----- Texto fornecido
O SISTEMA IMUNOLÓGICO - ANJOS DA SALVAÇÃO
Sistema imunológico
O sistema imunológico é para o corpo como o anjo da guarda é para a alma, ou melhor, é o exército do corpo que a todo o momento pode ser convocado para entrar em ação. E como todo bom exército tem suas especialidades, funções e modulações quanto à forma de atuação. Assim se podem individualizar no sistema imunológico os subsistemas de engenharia, artilharia, enfrentariam, comunicação e por ai vai. Dentro dessa analogia, fica fácil de ver que quanto mais preparado é o exército melhor é a sua eficiência para entrar em combate. Todavia, o sistema imunológico é revestido de uma grande e intrincada complexidade, de sorte que estudá-lo na totalidade de seu conjunto transforma a tarefa em algo quase interminável, sendo, inexoravelmente, necessário o estabelecimento de limites quanto ao aspecto da visualização da peculiaridade do sistema a ser estudado.
É bem verdade, que todo este exército surge a partir de um único grupo celular: as células-tronco hemotopóeticas pluripotenciais da medula óssea, que através de sucessivas divisões celulares acabam originando as unidades individuais especializadas, cuja função depende, basicamente, das características específicas de cada agente estranho agressor no interior do organismo.
As células-tronco estão continuamente em processos de reprodução e subdivisões, que se estendem até o final da vida. Porém, uma boa parte delas se mantém idênticas às células-tronco originárias, que servem como reserva de estoque dentro da medula óssea. As primeiras descendentes que decorrem das divisões das células-tronco originárias, não podem ser reconhecidas como diferente das células-tronco pluripotenciais, muito embora já estejam comprometidas com diferentes linhagens de células que darão origens, sendo chamadas de células primordiais comprometidas.
No nosso corpo tem capacidade de resistir a quase todo tipo de organismo ou toxina que de alguma forma pode se tornar lesivo aos tecidos e órgãos. É essa capacidade que chamamos de imunidade. Porém, boa parte dessa capacidade é adquirida só após o corpo ter sofrido a primeira agressão – imunidade adquirida, entretanto, outra parte da imunidade decorre de processos gerais que não são dirigidos em função da atuação de agentes patogênicos. Essa é chamada imunidade inata a qual é transmitida normalmente pela hereditariedade e quando da primeira mamada, o chamado colostro.
----------
----- Dados fornecidos
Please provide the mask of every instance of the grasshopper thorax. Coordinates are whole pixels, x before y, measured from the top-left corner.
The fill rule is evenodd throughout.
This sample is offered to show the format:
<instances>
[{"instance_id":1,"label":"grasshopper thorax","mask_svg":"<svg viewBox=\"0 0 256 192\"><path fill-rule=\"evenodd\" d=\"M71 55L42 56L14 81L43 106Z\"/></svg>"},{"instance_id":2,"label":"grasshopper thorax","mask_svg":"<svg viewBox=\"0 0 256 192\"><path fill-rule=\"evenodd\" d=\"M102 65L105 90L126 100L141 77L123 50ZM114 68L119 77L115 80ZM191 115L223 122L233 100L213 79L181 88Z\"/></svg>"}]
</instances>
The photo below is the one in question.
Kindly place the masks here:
----------
----- Dados fornecidos
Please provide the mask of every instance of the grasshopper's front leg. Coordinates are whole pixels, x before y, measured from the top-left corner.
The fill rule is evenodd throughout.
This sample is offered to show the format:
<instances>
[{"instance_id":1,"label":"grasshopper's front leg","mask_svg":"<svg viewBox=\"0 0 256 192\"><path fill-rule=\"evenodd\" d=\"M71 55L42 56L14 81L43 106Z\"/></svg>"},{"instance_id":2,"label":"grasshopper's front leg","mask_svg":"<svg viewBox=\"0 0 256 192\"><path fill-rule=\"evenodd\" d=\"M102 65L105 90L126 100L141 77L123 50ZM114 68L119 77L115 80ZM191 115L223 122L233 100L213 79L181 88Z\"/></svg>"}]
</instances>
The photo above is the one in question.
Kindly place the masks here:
----------
----- Dados fornecidos
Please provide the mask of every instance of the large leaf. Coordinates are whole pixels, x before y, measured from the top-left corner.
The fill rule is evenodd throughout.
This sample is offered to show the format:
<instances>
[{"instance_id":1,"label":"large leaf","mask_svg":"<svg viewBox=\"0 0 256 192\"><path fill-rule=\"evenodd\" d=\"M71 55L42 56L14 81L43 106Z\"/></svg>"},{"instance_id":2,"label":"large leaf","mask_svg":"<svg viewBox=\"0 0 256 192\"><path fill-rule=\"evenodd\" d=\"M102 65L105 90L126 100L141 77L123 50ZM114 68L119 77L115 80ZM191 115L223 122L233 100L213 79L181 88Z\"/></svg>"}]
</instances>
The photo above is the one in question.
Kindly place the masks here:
----------
Instruções do exercício: Transcreva, sem alterar nada, o trecho do texto sobre o sistema imunológico que começa nas palavras "É bem verdade, que" e termina depois de "interior do organismo.".

Resposta:
É bem verdade, que todo este exército surge a partir de um único grupo celular: as células-tronco hemotopóeticas pluripotenciais da medula óssea, que através de sucessivas divisões celulares acabam originando as unidades individuais especializadas, cuja função depende, basicamente, das características específicas de cada agente estranho agressor no interior do organismo.